Problems to work on:
(1) According to the holiday shopping article, what share of Americans said in a 2023 Pew Research Center survey that they were more concerned than excited about AI?
(2) Decide whether each statement agrees with the holiday shopping article, and support each yes or no with the article's deciding words quoted exactly. (a) Black Friday sales worldwide in 2023 came to nearly $71 billion. (b) Most holiday season shopping takes place before Black Friday and Cyber Monday. (c) Data breaches are becoming less frequent each year.

Source document:
----------------
Peak DSR Handling: Post-Holiday Strategies
The holiday season has come and gone, with lots and lots of shopping happening in the meantime. The one-two punch of Black Friday & Cyber Monday saw another year of massive growth in 2023, with sales in the U.S. alone topping well over $20 billion on the two days combined, an increase of 7% from 2022. The increase isn’t only an American phenomenon either, as global sales on Black Friday 2023 hit nearly $71 billion.
Brick and mortar stores have seen more success the farther we get from COVID-19 peaks, but e-commerce continues to be the main driver of holiday shopping growth.
And why wouldn’t it be? You can hit more retailers for the same discounts all from the comfort of your own home. Videos of doorbusters and shoppers fighting over televisions are long gone. In fact, e-commerce has become so convenient that the majority of holiday season shopping happens after Black Friday and Cyber Monday.
While a longer shopping season brings more revenue and eyes to sites across the internet, it also brings a host of data privacy problems that either didn’t exist or were minuscule before COVID that will only heighten as AI becomes more prevalent across the web.
A 2023 Pew Research Center survey found that 52% of Americans said they were more “concerned” about the effects of AI than they are “excited” about it. Given how many holiday shoppers are now being followed around the internet by ads for things they already bought, it is no surprise that people are weary about how companies use their data in the face of more and more powerful technological advances.
Seeing your data used for targeted ads and AI-powered algorithms to profile you is unpleasant enough, but having your data in the hands of hundreds of companies is also a risk. Data breaches, both minor and significant, are increasing in frequency year over year.
So what can the average person do to protect their data and themselves?
----------------
Excerpted records:

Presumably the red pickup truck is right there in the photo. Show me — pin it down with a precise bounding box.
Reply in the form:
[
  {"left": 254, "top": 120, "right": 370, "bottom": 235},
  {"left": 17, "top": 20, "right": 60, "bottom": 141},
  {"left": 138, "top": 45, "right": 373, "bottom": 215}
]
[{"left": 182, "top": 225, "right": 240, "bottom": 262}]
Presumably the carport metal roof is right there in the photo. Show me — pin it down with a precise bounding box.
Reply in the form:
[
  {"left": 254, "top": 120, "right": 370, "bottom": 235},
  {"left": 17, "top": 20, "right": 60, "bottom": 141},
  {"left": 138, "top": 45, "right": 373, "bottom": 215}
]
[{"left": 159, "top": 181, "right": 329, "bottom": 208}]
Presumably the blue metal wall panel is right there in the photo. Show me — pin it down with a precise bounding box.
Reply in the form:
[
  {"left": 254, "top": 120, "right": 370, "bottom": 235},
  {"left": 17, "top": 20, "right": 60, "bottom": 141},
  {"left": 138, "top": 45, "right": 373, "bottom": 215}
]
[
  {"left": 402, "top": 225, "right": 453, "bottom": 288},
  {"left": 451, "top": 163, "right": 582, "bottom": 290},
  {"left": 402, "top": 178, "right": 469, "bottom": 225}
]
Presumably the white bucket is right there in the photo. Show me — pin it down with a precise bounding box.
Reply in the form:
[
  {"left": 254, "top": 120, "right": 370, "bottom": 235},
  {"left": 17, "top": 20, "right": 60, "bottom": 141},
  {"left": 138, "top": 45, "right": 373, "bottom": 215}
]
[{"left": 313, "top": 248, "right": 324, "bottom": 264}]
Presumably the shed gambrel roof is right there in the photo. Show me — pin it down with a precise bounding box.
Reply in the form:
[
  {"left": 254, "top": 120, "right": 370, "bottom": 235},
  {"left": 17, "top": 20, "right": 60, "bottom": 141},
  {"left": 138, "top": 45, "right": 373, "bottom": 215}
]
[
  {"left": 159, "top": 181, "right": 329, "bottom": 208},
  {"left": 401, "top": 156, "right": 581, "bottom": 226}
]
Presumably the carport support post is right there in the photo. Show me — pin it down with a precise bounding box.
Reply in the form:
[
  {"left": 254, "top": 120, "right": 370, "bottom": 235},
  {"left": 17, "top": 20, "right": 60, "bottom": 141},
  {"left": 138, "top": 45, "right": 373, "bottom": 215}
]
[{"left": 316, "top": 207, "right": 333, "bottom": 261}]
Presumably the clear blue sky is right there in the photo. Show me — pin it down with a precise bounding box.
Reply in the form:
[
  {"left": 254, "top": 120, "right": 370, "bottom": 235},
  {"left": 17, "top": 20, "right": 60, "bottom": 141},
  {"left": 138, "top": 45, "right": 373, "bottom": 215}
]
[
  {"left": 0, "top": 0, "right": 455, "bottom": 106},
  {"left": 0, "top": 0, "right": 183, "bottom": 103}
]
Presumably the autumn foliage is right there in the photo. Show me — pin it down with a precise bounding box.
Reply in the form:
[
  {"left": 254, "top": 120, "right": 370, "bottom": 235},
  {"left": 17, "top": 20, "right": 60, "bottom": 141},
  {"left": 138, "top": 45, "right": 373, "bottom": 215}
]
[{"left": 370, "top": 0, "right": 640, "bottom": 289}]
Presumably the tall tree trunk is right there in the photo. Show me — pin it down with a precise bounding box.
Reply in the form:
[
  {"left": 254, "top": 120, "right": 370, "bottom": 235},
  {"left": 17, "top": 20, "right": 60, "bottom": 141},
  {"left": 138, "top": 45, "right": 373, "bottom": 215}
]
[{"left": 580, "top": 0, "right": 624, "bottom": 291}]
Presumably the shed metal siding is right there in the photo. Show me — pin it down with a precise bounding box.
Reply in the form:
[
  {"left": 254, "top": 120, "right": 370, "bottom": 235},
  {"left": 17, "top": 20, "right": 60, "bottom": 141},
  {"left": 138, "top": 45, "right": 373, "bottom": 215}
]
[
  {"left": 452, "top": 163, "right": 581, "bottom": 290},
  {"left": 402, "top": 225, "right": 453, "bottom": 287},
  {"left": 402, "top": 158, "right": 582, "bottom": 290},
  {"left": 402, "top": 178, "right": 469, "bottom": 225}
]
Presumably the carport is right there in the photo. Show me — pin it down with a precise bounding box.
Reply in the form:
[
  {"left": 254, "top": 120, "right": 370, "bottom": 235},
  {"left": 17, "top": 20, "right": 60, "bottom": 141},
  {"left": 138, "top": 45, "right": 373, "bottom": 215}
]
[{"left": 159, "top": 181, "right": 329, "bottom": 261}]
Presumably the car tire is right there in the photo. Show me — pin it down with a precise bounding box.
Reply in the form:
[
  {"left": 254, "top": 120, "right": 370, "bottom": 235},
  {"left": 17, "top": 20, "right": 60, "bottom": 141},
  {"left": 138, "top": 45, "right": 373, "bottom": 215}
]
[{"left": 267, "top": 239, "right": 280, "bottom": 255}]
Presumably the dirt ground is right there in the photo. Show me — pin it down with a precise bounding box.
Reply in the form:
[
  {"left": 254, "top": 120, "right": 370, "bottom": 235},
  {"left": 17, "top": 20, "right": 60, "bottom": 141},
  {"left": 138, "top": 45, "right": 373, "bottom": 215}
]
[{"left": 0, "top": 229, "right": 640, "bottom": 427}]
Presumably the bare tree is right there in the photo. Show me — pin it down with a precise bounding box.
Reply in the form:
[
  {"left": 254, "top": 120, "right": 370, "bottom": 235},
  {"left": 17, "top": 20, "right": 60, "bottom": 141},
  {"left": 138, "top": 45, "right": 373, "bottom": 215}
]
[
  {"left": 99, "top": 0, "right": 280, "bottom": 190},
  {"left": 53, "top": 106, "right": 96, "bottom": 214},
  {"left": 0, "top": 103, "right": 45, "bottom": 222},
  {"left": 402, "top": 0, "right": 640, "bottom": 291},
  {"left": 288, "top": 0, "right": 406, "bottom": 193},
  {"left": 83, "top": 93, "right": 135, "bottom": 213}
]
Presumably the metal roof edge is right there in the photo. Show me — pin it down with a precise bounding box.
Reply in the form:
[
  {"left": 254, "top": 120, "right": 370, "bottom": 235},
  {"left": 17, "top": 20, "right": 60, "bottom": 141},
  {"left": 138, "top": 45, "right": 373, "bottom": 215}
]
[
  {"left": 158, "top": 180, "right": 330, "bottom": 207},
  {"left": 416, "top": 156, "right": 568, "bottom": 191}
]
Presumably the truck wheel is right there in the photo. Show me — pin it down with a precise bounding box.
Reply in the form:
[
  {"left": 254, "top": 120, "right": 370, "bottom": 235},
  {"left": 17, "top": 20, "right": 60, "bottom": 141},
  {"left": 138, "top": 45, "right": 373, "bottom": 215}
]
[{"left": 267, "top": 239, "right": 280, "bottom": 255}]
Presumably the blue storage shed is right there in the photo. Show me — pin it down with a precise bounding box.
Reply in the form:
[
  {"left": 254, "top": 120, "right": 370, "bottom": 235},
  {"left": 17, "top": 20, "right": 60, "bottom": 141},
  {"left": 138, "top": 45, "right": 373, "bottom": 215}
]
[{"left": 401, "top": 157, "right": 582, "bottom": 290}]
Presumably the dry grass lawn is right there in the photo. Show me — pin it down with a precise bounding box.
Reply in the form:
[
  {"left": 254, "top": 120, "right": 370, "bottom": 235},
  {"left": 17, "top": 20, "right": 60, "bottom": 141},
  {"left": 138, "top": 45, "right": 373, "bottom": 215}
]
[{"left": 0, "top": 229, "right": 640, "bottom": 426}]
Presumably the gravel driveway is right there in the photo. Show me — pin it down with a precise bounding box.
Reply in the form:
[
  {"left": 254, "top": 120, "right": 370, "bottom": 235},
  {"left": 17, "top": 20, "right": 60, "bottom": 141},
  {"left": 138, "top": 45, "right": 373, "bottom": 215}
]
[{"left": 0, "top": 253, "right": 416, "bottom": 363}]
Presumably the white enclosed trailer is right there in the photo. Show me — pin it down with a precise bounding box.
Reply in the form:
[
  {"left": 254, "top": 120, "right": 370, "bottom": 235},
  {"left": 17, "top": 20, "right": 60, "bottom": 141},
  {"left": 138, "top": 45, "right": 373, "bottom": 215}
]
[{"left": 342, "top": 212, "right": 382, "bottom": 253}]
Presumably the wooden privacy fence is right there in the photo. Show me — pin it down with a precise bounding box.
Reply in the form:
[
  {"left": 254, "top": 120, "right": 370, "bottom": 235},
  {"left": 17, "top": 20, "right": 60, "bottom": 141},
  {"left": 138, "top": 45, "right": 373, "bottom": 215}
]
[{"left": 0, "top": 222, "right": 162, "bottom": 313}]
----------------
List of answers:
(1) 52%

(2)
(a) Yes: "global sales on Black Friday 2023 hit nearly $71 billion"
(b) No: "the majority of holiday season shopping happens after Black Friday and Cyber Monday"
(c) No: "Data breaches, both minor and significant, are increasing in frequency year over year."